* _TO DO_: Print all entries word for word.

(Collection entries)
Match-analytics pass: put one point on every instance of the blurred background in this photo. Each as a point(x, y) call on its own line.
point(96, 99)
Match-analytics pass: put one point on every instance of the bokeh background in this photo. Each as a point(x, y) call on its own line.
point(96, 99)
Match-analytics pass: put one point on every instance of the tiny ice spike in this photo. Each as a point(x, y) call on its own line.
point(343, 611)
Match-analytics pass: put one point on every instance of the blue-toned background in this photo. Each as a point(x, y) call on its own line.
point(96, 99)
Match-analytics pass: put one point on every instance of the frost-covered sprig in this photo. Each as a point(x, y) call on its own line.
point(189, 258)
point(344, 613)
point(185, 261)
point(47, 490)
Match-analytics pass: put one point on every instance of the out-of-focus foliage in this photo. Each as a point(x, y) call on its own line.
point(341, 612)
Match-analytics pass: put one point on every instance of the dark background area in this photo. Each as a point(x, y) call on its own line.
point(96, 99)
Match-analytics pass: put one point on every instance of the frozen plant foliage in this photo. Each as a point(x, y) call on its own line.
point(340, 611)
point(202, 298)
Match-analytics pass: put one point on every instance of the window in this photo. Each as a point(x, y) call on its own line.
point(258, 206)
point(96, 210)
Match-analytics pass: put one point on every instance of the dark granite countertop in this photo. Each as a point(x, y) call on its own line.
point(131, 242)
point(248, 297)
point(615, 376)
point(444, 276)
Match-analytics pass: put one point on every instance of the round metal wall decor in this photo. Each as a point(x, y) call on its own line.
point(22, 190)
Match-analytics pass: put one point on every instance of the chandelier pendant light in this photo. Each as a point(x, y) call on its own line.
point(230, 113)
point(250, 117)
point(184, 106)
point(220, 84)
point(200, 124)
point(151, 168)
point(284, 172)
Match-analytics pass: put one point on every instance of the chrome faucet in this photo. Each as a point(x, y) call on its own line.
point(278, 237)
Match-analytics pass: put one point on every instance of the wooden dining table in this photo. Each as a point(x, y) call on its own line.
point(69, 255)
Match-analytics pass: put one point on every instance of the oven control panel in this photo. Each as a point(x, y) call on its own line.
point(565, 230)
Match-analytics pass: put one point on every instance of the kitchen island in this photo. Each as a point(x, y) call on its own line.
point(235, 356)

* _RESPONSE AREA_:
Match-analytics pass: put one point on every instance of the blurred background in this photo. Each as a point(x, y) call on its own line.
point(96, 99)
Match-analytics pass: put one point on every instance of the bokeh background in this photo. Each as a point(x, y) call on its own line.
point(96, 99)
Match-analytics pass: put one point on every instance of the tiny ice spike in this photo. Each as a point(x, y) call on its own line.
point(343, 611)
Match-analytics pass: put one point on every instance of the blue-toned background in this photo. Each as a point(x, y) call on its own line.
point(96, 99)
Match-analytics pass: put one point on every instance of the frost-covered sprig in this photo. Each as a point(x, y) call on its own line.
point(189, 258)
point(344, 613)
point(185, 261)
point(47, 490)
Match-analytics pass: put one point on every instance of the out-of-focus foliage in this photo. Each as a point(x, y) call on its own line.
point(341, 612)
Match-analytics pass: put one point on every instance of the dark background area in this photo. Each as a point(x, y) call on its own line.
point(96, 99)
Match-analytics pass: put one point on every instance of the frozen plant foliage in this photo. Each as a point(x, y) call on its own line.
point(340, 611)
point(202, 298)
Match-analytics pass: put one point on every instance of the window in this photo. Each as a point(x, y) call on its own line.
point(258, 206)
point(96, 210)
Match-analytics pass: put one point on every instance of the dark granite countertop in this photo. Each as a point(x, y) call on its own line.
point(131, 242)
point(248, 297)
point(615, 376)
point(444, 276)
Match-analytics pass: put one point on every instance of the round metal wall decor in this photo. Each as a point(x, y) call on its own line.
point(22, 190)
Match-analytics pass: put one point on every instance of the chandelier pendant light in this photo. Each as a point(x, y) call on its own line.
point(230, 113)
point(250, 117)
point(184, 106)
point(220, 84)
point(200, 124)
point(151, 168)
point(284, 172)
Match-analytics pass: put one point on every instance of the chrome faucet in this photo. Each as a point(x, y) call on its own line.
point(278, 237)
Match-analytics pass: put one point on every instance of the wooden dining table in this photo. Each as a point(x, y) call on its own line.
point(69, 255)
Match-analytics pass: put one point on every instance of the oven control panel in this photo. Each as a point(x, y) call on its own line.
point(565, 230)
Match-analytics pass: put one point on every instance of the kitchen island in this photo. Each as a point(x, y) call on its own line.
point(235, 356)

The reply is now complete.